Start of Data records
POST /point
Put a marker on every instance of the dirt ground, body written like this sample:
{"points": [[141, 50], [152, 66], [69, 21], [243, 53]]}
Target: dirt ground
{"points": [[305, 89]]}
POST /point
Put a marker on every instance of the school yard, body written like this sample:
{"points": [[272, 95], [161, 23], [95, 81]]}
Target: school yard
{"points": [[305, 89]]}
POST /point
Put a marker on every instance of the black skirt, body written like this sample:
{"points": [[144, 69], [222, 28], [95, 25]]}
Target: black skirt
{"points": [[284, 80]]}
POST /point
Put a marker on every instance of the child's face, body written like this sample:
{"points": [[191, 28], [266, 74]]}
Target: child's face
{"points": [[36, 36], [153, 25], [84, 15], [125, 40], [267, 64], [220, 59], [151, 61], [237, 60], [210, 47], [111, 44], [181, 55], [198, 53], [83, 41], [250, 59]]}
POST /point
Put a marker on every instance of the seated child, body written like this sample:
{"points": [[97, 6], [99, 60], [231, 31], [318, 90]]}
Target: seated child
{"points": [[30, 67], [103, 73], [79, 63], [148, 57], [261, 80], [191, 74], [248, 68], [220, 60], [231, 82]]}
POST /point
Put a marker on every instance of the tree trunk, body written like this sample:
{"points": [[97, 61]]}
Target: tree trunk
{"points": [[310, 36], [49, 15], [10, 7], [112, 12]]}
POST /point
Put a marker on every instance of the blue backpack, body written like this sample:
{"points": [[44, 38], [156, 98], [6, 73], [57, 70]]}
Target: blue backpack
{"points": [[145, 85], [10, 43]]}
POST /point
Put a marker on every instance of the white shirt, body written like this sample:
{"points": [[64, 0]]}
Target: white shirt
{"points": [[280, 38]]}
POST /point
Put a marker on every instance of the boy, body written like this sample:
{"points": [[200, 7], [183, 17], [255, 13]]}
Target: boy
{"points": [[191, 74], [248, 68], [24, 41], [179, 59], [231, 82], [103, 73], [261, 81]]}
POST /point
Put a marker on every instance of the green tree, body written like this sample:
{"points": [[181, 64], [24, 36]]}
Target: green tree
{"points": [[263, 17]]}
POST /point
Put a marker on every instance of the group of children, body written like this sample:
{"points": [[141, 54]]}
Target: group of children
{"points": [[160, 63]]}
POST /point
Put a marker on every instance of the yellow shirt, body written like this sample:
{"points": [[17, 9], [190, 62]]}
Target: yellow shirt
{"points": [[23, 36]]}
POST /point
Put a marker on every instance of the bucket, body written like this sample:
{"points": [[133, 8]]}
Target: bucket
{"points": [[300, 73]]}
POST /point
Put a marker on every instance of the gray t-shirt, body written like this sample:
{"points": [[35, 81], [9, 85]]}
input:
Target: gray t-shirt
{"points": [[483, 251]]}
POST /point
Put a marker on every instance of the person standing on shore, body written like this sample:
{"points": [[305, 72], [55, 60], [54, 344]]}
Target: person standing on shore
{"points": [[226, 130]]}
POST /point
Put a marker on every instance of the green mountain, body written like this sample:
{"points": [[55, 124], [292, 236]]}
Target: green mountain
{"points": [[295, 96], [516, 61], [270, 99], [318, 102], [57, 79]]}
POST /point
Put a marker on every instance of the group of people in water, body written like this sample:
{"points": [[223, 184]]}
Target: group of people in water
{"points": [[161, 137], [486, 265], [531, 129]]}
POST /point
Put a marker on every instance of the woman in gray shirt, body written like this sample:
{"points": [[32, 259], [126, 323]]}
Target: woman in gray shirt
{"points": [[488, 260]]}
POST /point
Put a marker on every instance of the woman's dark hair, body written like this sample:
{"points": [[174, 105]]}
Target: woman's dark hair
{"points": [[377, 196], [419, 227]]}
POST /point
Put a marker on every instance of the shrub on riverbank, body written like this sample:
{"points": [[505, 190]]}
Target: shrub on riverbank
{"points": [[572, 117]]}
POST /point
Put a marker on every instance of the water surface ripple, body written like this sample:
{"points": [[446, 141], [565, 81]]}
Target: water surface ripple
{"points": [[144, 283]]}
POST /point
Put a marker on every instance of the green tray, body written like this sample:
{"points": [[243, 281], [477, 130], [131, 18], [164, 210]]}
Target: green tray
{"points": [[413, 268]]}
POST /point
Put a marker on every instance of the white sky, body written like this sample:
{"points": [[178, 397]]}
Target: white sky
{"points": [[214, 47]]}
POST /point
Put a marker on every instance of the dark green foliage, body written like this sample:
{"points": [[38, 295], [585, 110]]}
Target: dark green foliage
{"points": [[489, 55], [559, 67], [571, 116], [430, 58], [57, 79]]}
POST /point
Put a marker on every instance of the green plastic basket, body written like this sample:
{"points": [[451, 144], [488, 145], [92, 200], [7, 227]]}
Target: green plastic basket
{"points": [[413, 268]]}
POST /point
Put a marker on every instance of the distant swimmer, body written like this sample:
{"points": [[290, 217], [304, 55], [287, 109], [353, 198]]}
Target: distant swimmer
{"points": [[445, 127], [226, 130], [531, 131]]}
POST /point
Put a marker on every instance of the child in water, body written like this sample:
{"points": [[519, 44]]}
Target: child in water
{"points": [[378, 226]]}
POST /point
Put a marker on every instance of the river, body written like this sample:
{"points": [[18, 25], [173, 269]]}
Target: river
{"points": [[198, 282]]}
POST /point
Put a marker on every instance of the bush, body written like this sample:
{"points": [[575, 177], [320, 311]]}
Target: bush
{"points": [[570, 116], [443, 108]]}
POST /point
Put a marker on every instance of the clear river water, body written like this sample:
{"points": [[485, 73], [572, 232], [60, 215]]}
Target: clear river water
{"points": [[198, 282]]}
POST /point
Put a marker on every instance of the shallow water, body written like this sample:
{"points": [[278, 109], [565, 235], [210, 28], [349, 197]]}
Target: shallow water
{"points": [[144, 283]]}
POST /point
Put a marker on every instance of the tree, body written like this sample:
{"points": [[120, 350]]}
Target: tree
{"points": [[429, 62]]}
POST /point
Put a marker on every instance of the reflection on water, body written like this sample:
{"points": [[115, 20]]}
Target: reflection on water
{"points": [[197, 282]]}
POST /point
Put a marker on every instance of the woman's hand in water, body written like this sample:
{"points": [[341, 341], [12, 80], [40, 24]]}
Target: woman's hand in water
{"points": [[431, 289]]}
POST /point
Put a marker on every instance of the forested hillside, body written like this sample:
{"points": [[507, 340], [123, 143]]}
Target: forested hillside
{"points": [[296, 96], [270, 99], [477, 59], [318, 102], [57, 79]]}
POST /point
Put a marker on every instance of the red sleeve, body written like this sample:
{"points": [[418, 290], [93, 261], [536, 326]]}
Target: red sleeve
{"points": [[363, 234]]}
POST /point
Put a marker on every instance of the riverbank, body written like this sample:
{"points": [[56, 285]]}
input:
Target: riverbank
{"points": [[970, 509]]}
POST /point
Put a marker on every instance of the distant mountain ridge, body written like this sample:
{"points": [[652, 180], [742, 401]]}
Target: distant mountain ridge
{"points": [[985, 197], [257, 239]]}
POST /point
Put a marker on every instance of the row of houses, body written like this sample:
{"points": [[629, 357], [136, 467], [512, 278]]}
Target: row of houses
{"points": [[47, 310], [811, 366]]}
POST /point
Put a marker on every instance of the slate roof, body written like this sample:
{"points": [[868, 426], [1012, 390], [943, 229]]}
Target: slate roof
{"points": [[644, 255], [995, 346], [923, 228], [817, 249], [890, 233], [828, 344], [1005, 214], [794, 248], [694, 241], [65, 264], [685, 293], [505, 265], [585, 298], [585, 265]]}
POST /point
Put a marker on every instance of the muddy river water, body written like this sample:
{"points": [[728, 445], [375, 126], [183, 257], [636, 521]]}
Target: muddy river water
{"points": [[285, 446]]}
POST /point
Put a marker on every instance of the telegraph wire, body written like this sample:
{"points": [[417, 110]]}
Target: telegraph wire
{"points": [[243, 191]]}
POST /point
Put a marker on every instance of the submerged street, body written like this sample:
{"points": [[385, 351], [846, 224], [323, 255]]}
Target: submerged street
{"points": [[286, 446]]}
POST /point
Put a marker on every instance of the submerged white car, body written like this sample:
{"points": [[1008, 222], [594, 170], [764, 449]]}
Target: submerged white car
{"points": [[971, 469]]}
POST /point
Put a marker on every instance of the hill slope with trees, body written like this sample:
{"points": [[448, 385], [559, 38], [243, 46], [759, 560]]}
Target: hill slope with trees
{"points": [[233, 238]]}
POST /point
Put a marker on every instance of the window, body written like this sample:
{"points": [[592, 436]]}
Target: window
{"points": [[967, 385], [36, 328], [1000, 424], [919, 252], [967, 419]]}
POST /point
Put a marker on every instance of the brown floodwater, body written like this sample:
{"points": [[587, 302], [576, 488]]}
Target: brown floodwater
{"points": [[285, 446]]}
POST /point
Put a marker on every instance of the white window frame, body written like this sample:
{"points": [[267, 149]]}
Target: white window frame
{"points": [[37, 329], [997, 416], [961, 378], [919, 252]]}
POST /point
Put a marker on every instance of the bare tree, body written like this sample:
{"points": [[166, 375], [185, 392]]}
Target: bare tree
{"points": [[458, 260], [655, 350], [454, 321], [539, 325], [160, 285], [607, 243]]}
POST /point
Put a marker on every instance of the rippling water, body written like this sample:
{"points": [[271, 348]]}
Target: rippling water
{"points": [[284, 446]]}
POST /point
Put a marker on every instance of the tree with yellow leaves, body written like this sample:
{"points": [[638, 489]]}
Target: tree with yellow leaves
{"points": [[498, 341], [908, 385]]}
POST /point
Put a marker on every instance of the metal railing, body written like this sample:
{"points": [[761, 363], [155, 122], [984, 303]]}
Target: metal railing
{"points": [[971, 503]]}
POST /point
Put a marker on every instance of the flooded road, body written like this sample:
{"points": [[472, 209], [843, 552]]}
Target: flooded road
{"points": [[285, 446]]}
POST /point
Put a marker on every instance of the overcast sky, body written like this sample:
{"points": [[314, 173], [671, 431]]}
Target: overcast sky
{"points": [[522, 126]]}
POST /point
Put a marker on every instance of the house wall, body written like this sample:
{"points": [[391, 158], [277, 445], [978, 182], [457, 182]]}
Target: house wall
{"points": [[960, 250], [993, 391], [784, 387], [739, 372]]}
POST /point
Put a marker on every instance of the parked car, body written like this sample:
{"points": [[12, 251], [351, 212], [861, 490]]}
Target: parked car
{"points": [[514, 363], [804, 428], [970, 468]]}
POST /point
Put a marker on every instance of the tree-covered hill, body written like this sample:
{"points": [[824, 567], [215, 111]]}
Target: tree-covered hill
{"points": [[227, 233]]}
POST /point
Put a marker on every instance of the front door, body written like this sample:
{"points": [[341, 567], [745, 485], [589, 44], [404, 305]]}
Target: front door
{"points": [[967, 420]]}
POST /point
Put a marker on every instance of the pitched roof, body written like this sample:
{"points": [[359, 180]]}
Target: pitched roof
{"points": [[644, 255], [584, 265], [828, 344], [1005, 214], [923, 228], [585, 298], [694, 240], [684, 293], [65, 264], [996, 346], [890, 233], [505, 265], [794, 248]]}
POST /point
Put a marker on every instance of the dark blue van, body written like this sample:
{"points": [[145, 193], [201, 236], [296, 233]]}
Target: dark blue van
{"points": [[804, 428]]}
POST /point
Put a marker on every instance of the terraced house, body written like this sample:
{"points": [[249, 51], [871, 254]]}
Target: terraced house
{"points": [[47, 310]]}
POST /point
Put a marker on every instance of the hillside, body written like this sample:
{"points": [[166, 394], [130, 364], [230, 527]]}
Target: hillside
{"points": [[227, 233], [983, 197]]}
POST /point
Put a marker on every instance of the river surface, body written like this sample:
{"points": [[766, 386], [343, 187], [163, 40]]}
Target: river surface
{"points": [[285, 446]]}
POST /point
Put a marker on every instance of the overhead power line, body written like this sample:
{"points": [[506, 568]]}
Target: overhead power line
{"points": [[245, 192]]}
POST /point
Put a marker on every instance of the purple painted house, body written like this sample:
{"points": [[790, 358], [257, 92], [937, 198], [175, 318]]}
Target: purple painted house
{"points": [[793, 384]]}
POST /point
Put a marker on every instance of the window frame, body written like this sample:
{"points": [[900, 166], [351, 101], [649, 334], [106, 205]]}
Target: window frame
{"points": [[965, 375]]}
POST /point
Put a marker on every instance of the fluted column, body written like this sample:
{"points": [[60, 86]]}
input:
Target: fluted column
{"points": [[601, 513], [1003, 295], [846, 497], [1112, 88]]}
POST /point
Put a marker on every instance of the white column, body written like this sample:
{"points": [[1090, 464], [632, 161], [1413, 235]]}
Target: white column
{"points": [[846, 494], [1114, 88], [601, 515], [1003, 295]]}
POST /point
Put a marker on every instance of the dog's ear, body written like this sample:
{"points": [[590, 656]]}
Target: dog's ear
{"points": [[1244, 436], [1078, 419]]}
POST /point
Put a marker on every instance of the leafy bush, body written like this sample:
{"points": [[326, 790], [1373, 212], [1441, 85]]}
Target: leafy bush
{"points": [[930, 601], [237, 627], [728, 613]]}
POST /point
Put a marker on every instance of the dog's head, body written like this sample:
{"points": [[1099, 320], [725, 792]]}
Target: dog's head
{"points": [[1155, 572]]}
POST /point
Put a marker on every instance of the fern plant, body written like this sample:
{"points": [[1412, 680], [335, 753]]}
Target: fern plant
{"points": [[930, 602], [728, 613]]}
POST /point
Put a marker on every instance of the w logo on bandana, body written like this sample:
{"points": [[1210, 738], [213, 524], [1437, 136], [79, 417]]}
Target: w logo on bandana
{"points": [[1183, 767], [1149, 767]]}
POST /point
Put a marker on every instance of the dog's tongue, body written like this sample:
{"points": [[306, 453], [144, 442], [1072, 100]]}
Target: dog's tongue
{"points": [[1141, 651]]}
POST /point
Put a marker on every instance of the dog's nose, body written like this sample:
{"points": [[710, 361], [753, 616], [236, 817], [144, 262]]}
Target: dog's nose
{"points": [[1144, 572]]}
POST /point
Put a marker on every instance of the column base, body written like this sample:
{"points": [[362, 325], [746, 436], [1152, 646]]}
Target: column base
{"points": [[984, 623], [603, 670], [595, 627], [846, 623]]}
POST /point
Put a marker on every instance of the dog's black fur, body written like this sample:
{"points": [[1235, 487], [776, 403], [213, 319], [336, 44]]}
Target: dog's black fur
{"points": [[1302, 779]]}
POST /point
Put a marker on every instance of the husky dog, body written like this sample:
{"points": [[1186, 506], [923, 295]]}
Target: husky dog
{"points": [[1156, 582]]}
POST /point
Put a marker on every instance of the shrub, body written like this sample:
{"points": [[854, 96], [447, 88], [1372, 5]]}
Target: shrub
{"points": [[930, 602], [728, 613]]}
End of Data records
-- Set exercise --
Copy every line of the data above that contains the string "yard", matching case exactly.

-- Exercise result --
Put a marker on every instance of the school yard, body written like this sample:
Target: school yard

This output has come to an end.